- **WORK REQUIRED**
What follows is a block of records; reproduce all of it verbatim.

--- begin ---

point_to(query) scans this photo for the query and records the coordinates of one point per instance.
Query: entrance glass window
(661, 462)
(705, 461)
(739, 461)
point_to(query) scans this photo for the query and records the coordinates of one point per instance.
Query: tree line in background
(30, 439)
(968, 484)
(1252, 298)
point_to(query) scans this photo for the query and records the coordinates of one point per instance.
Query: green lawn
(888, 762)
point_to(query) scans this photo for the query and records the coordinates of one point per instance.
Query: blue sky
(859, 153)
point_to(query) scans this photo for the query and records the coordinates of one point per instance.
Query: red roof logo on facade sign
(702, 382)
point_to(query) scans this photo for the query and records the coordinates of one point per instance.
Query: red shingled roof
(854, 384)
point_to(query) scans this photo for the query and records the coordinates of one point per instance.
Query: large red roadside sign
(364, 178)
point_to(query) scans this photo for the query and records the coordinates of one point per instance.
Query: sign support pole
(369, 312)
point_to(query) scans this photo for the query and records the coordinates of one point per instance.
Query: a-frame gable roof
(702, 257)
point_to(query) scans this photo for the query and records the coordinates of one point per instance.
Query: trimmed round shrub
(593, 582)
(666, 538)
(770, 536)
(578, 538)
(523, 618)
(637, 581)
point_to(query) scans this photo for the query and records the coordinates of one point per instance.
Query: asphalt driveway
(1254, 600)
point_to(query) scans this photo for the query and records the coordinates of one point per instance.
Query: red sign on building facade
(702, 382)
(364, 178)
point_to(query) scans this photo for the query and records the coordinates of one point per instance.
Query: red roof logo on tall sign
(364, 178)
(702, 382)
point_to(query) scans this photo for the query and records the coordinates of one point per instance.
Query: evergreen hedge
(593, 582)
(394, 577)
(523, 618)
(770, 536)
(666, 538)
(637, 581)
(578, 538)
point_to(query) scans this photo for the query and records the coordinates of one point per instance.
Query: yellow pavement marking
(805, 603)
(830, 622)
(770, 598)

--- end ---

- **CORRECT RESULT**
point_to(query) scans this photo for the query and records the coordinates of one point per instance.
Query: entrance glass window
(661, 462)
(705, 461)
(739, 461)
point_to(query) scans this photo for the query and records the coordinates of one point per instance.
Query: tree line in background
(30, 439)
(968, 484)
(1252, 298)
point_to(query) scans this photo for the query and records the coordinates of one point per instance.
Query: green lawn
(888, 762)
point_to(query) scans this photo for the query and records the coordinates of one point per instance.
Query: blue sky
(859, 153)
point_to(query) scans this photo for the query and records the coordinates of one point per instance.
Query: red roof logo on facade sign
(702, 382)
point_to(query) scans this photo for the query and records the coordinates of one point per instance.
Query: red shingled roof
(854, 384)
point_to(query) scans this photo for the query and records the coordinates of one point per instance.
Query: large red roadside sign
(364, 178)
point_to(query) scans this photo for the query and records the coordinates of one point per instance.
Query: sign support pole
(369, 312)
point_to(query) scans this photo for the query and records the coordinates of one point per instance.
Query: a-frame gable roof
(702, 257)
point_to(query) scans this photo for the query and records the coordinates of one point per instance.
Query: trimmed round shrub
(593, 582)
(666, 538)
(770, 536)
(578, 538)
(523, 618)
(637, 581)
point_to(query) scans this photo for the query and records the coordinates of one point per instance.
Query: asphalt driveway
(1254, 600)
point_to(query) scans this photo for the query and records the coordinates of one point per instance.
Query: red sign on building facade
(702, 382)
(364, 178)
point_to(query) scans this photo for the query and records the coordinates of one point per instance.
Query: red roof logo on tall sign
(364, 178)
(702, 382)
point_to(query) scans this photo for the query and records the coordinates of one point per instance.
Query: evergreen hedge
(593, 582)
(394, 577)
(523, 618)
(770, 536)
(666, 538)
(637, 581)
(578, 538)
point_to(query) scans this photo for the query and records the coordinates of one point per instance.
Query: yellow pavement marking
(805, 603)
(830, 622)
(770, 598)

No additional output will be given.